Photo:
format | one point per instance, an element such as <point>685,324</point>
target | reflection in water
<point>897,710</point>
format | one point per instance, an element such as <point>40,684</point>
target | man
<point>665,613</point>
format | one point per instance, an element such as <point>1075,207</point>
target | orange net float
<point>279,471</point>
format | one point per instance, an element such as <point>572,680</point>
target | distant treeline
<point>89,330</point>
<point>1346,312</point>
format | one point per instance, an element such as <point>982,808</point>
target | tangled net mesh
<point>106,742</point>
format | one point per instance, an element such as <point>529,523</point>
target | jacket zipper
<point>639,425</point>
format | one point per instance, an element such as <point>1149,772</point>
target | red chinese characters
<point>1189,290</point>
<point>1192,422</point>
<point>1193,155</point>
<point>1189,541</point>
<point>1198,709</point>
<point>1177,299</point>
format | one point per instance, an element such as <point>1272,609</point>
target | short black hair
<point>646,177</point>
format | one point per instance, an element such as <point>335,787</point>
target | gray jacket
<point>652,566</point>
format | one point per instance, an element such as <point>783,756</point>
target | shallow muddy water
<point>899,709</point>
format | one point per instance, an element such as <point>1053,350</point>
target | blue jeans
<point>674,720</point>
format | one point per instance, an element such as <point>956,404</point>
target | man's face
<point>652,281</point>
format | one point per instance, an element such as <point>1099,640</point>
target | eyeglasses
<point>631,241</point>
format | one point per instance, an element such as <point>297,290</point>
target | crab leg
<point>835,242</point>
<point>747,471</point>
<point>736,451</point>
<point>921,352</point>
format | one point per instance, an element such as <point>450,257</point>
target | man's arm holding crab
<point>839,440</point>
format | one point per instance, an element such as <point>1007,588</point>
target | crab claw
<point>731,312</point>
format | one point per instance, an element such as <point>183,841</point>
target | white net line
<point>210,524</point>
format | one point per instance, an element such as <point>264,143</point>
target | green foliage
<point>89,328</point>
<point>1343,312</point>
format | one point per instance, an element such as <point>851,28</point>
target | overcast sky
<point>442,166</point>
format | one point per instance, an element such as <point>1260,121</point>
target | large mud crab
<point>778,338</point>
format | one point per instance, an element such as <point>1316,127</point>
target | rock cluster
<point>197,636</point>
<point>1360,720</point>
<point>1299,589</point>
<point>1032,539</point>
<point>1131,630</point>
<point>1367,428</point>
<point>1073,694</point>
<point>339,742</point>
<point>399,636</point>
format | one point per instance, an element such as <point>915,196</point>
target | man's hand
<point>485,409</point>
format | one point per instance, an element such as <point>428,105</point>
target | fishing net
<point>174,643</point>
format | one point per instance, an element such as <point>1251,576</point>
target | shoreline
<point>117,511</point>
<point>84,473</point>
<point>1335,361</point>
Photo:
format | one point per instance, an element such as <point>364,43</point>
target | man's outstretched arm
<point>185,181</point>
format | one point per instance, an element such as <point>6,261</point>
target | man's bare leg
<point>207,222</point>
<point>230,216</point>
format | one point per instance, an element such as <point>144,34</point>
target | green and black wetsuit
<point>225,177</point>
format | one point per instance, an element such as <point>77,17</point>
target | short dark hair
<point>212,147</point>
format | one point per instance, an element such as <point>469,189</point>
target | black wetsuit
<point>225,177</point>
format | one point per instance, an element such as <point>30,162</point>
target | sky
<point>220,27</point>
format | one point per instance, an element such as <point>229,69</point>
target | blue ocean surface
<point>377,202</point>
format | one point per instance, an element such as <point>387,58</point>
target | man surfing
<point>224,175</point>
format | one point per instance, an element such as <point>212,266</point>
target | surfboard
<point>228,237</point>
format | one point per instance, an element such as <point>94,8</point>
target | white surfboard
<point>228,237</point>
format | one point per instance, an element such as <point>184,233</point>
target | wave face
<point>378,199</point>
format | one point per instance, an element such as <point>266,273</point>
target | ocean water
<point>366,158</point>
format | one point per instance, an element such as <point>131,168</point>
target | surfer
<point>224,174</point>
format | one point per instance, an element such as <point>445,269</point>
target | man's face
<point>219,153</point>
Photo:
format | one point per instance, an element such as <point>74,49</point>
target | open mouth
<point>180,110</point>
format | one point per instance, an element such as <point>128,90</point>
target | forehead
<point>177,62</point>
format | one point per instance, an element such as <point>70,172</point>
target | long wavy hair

| EXERCISE GOAL |
Say each line again exactly as it appears above.

| TASK RESPONSE |
Photo:
format | one point per instance, an element such as <point>685,324</point>
target | reflection in water
<point>897,710</point>
format | one point per instance, an element such as <point>40,684</point>
target | man
<point>665,613</point>
format | one point per instance, an element such as <point>1075,207</point>
target | orange net float
<point>279,471</point>
format | one point per instance, an element such as <point>572,680</point>
target | distant treeline
<point>89,330</point>
<point>1346,312</point>
format | one point per instance, an element such as <point>982,808</point>
target | tangled net mesh
<point>106,742</point>
format | one point per instance, an element such as <point>529,523</point>
target | jacket zipper
<point>639,425</point>
format | one point per instance, an element such as <point>1149,772</point>
target | red chinese characters
<point>1189,290</point>
<point>1192,422</point>
<point>1193,155</point>
<point>1189,541</point>
<point>1198,709</point>
<point>1177,299</point>
format | one point per instance, an element such as <point>1272,609</point>
target | short black hair
<point>646,177</point>
format | one point per instance, an element such as <point>335,787</point>
target | gray jacket
<point>652,566</point>
format | one point per instance, an element such as <point>783,756</point>
target | shallow muddy water
<point>899,709</point>
format | one point per instance, an element such as <point>1053,350</point>
target | blue jeans
<point>674,720</point>
format | one point per instance, an element such as <point>956,404</point>
target | man's face
<point>652,281</point>
format | one point per instance, an element such as <point>1099,640</point>
target | eyeglasses
<point>631,241</point>
format | one point per instance, an element such as <point>297,290</point>
target | crab leg
<point>835,242</point>
<point>747,471</point>
<point>736,451</point>
<point>921,352</point>
format | one point per instance, an element such as <point>450,257</point>
target | man's arm holding crab
<point>839,440</point>
format | one point per instance, an element such as <point>1007,588</point>
target | crab claw
<point>731,312</point>
format | one point per instance, an element such as <point>183,841</point>
target | white net line
<point>210,524</point>
format | one point per instance, an element such as <point>264,143</point>
target | green foliage
<point>89,328</point>
<point>1343,312</point>
format | one point per instance, an element such as <point>851,28</point>
target | overcast sky
<point>442,166</point>
format | one point per instance, an element such as <point>1260,121</point>
target | large mud crab
<point>778,338</point>
format | one point per instance, an element such as <point>1316,127</point>
target | rock cluster
<point>197,636</point>
<point>1360,720</point>
<point>1299,589</point>
<point>1032,539</point>
<point>1131,630</point>
<point>1367,428</point>
<point>1073,694</point>
<point>339,742</point>
<point>399,636</point>
format | one point per instance, an element such as <point>915,196</point>
target | man's hand
<point>485,409</point>
format | one point per instance, an element such as <point>428,105</point>
target | fishing net
<point>174,643</point>
format | one point per instance, an element such as <point>1251,576</point>
target | shoreline
<point>117,511</point>
<point>84,473</point>
<point>1335,361</point>
Photo:
format | one point per instance, an element such as <point>364,43</point>
target | man's outstretched arm
<point>185,181</point>
format | one point per instance, an element such as <point>6,261</point>
target | man's bare leg
<point>207,222</point>
<point>230,216</point>
format | one point per instance, an element such as <point>144,34</point>
target | green and black wetsuit
<point>225,177</point>
format | one point per instance, an element such as <point>77,17</point>
target | short dark hair
<point>212,147</point>
format | one point per instance, an element such as <point>469,189</point>
target | black wetsuit
<point>225,177</point>
format | one point per instance, an element such as <point>30,162</point>
target | sky
<point>220,27</point>
format | one point per instance, an element such as <point>229,69</point>
target | blue ocean surface
<point>377,202</point>
format | one point per instance, an element such as <point>387,58</point>
target | man surfing
<point>224,175</point>
format | one point per instance, an element such as <point>212,266</point>
target | surfboard
<point>228,237</point>
format | one point per instance, an element such as <point>94,8</point>
target | white surfboard
<point>228,237</point>
format | one point per instance, an element such as <point>184,233</point>
target | wave face
<point>378,199</point>
format | one point per instance, an element such as <point>266,273</point>
target | ocean water
<point>366,158</point>
format | one point per instance, an element such as <point>131,168</point>
target | surfer
<point>224,174</point>
format | one point per instance, an element such as <point>445,269</point>
target | man's face
<point>219,153</point>
Photo:
format | one point per instance, an element such as <point>74,49</point>
target | open mouth
<point>180,110</point>
format | one point per instance, an element such as <point>128,90</point>
target | forehead
<point>177,62</point>
format | one point per instance, an element such as <point>70,172</point>
target | long wavy hair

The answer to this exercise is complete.